* _Required work_:
1) Can you print the stretch of the guest post about siblings living with MS from "We have become" through "have each other."?
2) What comes next in the guest post about siblings living with MS? Continue it from its final sentence.

* _Document passage_:
Guest post by Kayla Dalley
To some, multiple sclerosis could be viewed as a force intended to push you apart from your friends and family, but in my case, my MS diagnosis has acted as a glue. Both my brother, Michael, and I live with MS. We were close growing up. He’s my big brother and he always looked out for me and I looked up to him – except for the times when we drove each other crazy!
I was the first to be diagnosed, at the age of 13. It was tough. I was too young to even really comprehend what was happening. Michael was there for me through all the symptoms – the pain, the doctor’s appointments, and everything that came after. He, along with my mom, formed the basis of my support system. A few years later, Michael started having symptoms and it didn’t take long before he received his MS diagnosis, just after finishing high school.
We have become closer as siblings because of our MS, so I guess that’s one good thing to come from all of this. Through his battle, Michael has taught me to push through – to live with my MS not as an obstacle, but as a hurdle to jump over. It takes courage and strength, but I can do it. We can do it, with the support of one another. Through my journey, my brother has learned perseverance and to keep trying to get over that same hurdle by never giving up.
We push each other every day to be the best we can be. Reflecting on where we were and where we are now, is a reminder to keep going everyday, and to keep pushing through because we have each other.
We also have bookend siblings! We have an older sister, Melissa and a younger brother, Liam; both of whom we adore. Fortunately, they have not shown any signs of MS, so we’re grateful for that, but they are also affected by this disease. They go through it with us and are a huge part of our support system, in both small and large ways.

* _Dataset entries_:

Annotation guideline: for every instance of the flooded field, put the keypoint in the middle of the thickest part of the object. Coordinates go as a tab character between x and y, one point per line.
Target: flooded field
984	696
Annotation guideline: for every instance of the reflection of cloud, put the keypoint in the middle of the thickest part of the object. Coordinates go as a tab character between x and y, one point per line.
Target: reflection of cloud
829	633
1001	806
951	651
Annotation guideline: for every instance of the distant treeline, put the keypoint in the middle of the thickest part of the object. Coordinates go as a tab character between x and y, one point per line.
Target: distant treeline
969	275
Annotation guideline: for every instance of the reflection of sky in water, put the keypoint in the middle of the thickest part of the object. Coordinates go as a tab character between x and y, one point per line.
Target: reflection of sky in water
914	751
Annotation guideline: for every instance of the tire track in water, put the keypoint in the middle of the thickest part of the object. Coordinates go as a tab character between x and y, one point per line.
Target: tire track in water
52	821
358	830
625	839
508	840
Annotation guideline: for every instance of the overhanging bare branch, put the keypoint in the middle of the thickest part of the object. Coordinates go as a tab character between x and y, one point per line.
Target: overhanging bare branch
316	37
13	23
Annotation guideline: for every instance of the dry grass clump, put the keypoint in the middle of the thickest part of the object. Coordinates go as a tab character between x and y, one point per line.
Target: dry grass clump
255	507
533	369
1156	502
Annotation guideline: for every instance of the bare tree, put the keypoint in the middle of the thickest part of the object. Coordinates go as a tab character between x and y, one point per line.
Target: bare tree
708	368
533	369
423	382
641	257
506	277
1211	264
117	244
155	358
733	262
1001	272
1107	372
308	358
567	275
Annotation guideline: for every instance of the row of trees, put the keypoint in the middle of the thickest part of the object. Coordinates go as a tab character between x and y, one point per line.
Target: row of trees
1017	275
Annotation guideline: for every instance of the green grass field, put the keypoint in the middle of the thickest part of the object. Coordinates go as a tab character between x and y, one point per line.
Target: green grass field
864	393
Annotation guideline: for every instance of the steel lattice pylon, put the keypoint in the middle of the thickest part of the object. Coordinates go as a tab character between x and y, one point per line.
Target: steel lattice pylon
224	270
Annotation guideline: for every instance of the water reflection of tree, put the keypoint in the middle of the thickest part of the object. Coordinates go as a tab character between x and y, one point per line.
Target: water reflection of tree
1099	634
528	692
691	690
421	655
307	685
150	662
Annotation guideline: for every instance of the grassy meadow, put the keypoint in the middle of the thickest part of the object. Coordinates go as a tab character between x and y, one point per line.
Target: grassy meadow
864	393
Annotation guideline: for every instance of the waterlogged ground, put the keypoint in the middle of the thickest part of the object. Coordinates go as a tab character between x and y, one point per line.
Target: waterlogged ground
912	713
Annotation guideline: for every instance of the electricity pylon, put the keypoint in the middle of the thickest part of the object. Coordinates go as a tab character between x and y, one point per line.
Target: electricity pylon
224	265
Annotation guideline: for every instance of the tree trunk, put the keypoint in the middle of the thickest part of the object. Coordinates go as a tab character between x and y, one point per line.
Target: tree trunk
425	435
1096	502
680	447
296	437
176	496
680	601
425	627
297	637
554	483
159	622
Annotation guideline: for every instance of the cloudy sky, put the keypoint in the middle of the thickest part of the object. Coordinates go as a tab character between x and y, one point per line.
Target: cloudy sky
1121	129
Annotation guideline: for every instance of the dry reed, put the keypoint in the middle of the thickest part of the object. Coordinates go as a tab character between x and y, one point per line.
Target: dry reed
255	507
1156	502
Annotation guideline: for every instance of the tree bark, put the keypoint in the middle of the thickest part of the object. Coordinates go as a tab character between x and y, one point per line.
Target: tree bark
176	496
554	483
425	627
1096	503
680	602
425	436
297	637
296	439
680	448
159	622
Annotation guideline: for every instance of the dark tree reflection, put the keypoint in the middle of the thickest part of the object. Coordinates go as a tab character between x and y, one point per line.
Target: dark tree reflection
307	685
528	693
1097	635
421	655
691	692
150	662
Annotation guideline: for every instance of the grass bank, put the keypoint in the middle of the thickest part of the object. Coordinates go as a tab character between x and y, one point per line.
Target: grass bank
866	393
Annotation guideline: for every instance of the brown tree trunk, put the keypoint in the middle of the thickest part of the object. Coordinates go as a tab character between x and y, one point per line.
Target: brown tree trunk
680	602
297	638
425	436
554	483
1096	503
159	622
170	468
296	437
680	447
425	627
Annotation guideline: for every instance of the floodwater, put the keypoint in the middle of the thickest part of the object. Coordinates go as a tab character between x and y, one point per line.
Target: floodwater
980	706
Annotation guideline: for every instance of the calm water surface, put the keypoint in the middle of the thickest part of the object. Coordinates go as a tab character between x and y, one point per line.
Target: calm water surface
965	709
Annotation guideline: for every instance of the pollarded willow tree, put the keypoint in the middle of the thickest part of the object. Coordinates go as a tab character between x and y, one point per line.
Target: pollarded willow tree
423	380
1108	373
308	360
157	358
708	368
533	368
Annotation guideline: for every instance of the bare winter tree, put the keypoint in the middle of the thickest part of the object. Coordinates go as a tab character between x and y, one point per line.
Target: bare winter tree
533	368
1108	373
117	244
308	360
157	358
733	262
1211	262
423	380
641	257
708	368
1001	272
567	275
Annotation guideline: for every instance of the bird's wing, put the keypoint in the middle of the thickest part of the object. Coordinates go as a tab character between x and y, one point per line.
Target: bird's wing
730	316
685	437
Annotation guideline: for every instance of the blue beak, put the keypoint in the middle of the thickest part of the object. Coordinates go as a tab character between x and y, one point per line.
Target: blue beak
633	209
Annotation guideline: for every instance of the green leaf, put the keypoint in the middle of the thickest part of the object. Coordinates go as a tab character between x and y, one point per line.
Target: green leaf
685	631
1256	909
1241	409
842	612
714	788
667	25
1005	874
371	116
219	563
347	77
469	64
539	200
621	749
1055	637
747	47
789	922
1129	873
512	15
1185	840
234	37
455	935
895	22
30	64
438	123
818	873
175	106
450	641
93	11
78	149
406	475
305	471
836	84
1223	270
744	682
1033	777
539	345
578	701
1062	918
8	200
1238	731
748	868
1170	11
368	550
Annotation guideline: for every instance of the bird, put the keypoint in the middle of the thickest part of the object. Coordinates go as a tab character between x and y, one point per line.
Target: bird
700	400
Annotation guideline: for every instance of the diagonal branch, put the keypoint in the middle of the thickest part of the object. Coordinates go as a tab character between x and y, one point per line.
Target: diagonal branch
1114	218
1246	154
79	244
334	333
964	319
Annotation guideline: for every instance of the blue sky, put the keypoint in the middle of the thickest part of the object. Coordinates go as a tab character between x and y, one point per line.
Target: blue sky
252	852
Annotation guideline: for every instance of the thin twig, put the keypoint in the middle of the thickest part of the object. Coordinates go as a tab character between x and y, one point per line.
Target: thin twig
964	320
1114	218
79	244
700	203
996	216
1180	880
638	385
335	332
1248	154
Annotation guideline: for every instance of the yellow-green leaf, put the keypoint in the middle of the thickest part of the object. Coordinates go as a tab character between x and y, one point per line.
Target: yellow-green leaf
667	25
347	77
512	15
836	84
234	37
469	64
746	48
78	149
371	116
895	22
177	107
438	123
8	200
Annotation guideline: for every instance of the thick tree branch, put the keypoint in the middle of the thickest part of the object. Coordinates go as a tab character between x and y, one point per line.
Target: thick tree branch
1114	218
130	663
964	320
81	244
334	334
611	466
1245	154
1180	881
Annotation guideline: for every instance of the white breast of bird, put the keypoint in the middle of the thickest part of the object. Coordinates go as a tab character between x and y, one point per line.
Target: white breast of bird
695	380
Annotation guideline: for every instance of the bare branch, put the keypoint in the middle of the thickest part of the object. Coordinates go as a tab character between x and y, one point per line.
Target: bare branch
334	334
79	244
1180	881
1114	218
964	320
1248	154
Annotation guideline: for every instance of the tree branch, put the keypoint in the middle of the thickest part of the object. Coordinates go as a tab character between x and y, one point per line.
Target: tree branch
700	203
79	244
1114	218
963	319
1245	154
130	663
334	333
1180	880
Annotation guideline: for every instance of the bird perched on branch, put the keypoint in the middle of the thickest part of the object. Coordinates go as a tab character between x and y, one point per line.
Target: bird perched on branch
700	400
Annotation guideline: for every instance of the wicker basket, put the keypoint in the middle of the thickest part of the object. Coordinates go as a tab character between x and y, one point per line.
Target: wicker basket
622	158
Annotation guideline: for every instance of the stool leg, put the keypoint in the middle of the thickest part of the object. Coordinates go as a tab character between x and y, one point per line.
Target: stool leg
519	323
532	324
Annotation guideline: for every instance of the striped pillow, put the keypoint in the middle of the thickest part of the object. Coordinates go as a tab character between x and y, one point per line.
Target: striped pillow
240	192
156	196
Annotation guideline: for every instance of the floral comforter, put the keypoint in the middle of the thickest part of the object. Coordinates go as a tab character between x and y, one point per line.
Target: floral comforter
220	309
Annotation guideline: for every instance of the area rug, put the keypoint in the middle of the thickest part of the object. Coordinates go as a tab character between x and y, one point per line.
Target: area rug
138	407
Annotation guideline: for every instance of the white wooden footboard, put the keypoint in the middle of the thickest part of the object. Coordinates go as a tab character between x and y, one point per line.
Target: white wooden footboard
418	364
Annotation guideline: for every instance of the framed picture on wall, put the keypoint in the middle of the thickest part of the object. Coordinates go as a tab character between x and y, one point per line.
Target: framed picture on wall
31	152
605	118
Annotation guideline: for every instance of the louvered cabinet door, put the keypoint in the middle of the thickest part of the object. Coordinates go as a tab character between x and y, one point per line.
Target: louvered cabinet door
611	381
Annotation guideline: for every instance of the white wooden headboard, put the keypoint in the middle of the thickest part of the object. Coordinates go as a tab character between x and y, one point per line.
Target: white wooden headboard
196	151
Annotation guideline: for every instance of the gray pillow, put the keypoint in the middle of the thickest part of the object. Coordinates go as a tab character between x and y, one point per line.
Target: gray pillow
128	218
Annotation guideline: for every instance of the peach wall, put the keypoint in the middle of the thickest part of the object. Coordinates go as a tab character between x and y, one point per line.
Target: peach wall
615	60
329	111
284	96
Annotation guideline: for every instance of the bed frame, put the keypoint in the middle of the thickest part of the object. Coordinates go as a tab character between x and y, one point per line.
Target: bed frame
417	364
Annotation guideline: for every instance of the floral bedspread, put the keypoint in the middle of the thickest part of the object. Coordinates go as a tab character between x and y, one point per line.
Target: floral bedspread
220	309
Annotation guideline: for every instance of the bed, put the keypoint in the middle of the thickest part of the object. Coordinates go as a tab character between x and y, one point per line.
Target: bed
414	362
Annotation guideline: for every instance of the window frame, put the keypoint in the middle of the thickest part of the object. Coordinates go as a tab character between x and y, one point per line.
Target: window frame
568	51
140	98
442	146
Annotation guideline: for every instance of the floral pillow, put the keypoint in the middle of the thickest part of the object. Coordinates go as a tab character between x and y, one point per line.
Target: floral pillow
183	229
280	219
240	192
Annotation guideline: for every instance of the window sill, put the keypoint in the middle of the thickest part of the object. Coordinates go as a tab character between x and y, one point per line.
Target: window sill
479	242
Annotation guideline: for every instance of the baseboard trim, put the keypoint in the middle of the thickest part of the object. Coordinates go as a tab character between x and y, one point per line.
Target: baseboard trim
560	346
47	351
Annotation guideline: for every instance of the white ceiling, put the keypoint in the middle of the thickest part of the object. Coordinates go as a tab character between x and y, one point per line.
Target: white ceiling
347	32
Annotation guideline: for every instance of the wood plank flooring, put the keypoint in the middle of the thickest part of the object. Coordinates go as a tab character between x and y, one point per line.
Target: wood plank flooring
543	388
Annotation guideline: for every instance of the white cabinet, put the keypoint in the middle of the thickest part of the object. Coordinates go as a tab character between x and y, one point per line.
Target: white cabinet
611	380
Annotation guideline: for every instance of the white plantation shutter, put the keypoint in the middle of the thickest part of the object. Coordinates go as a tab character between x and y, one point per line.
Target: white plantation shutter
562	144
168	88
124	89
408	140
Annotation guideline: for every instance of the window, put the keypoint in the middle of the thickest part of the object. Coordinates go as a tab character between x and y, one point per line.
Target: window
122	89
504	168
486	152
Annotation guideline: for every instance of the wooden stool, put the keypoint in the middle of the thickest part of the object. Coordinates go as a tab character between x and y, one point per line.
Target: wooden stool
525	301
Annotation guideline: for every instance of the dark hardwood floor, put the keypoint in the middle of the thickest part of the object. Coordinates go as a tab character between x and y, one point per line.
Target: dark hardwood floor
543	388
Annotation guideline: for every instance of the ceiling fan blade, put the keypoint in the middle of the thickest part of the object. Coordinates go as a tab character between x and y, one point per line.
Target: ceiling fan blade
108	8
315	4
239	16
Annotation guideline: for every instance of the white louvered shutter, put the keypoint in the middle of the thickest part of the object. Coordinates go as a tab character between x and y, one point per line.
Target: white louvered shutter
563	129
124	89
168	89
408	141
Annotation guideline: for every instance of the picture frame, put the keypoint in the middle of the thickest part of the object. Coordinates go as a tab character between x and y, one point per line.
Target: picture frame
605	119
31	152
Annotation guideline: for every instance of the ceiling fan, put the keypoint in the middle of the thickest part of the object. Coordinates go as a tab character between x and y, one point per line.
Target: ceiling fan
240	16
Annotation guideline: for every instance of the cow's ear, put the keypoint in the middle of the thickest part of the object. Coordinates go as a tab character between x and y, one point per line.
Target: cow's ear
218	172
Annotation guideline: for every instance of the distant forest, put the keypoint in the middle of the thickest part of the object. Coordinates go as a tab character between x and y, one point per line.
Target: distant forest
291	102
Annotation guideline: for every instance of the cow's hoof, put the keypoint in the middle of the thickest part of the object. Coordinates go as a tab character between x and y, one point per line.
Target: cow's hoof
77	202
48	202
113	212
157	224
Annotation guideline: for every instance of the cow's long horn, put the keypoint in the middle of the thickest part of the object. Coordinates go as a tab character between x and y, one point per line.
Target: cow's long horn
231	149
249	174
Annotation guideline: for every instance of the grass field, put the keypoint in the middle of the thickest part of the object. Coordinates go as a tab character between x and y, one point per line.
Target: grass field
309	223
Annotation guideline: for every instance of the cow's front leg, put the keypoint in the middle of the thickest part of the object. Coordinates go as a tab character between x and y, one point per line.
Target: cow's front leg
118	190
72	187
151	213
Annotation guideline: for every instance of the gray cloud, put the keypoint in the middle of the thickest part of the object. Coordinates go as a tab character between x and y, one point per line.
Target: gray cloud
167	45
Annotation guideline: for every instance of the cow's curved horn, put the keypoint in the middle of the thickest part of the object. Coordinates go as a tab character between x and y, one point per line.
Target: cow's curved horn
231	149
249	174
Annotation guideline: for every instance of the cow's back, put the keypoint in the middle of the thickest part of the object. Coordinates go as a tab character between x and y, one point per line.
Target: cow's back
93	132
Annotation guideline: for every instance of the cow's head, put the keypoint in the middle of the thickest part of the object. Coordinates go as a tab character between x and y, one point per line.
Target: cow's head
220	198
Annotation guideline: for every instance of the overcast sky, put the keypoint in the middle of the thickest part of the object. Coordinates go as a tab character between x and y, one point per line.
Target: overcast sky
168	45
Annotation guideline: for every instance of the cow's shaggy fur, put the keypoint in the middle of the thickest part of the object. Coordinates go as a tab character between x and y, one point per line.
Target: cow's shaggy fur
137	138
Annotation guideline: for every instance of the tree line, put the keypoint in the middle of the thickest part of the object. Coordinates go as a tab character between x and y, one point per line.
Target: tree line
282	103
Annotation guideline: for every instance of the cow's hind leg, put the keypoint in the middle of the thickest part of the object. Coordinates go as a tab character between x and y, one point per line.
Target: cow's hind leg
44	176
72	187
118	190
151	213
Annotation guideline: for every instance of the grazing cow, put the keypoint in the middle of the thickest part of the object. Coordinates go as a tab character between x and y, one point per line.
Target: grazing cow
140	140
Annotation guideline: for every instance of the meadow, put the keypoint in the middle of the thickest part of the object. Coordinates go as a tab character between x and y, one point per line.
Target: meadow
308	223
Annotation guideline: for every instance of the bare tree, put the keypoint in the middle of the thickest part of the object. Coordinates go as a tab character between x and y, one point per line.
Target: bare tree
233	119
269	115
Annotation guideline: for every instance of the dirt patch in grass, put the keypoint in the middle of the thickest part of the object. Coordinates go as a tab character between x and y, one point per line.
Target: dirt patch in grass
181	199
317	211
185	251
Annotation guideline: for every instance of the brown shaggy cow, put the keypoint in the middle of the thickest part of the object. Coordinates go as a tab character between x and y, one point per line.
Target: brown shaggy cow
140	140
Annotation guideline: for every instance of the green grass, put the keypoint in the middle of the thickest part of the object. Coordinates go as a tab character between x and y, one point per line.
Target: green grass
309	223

* _Answers to each task_:
1)
We have become closer as siblings because of our MS, so I guess that’s one good thing to come from all of this. Through his battle, Michael has taught me to push through – to live with my MS not as an obstacle, but as a hurdle to jump over. It takes courage and strength, but I can do it. We can do it, with the support of one another. Through my journey, my brother has learned perseverance and to keep trying to get over that same hurdle by never giving up.
We push each other every day to be the best we can be. Reflecting on where we were and where we are now, is a reminder to keep going everyday, and to keep pushing through because we have each other.

2)
Siblings have plenty of things in common, which helps form that special bond. But for us, I believe our bond goes deeper because of the challenges we’ve faced and continue to face. While Michael and I both have different experiences with our MS diagnoses, we can understand each other better because we know what the other is going through.
For example, I have incontinence issues daily, as well as issues with my mobility. Michael has some mobility issues too, especially if he doesn’t wear his leg braces. Michael also has constant hand tremors. We both understand each other’s difficulty getting around day-to-day. Our range of symptoms goes to show the unique ways this disease touches each person living with MS and allows us to develop a deeper understanding of our individual struggles.
My wish would be to find a cure so that we don’t have to live with MS anymore, but in the meantime, I am so very thankful Michael and I have each other. Together, we will live our best lives.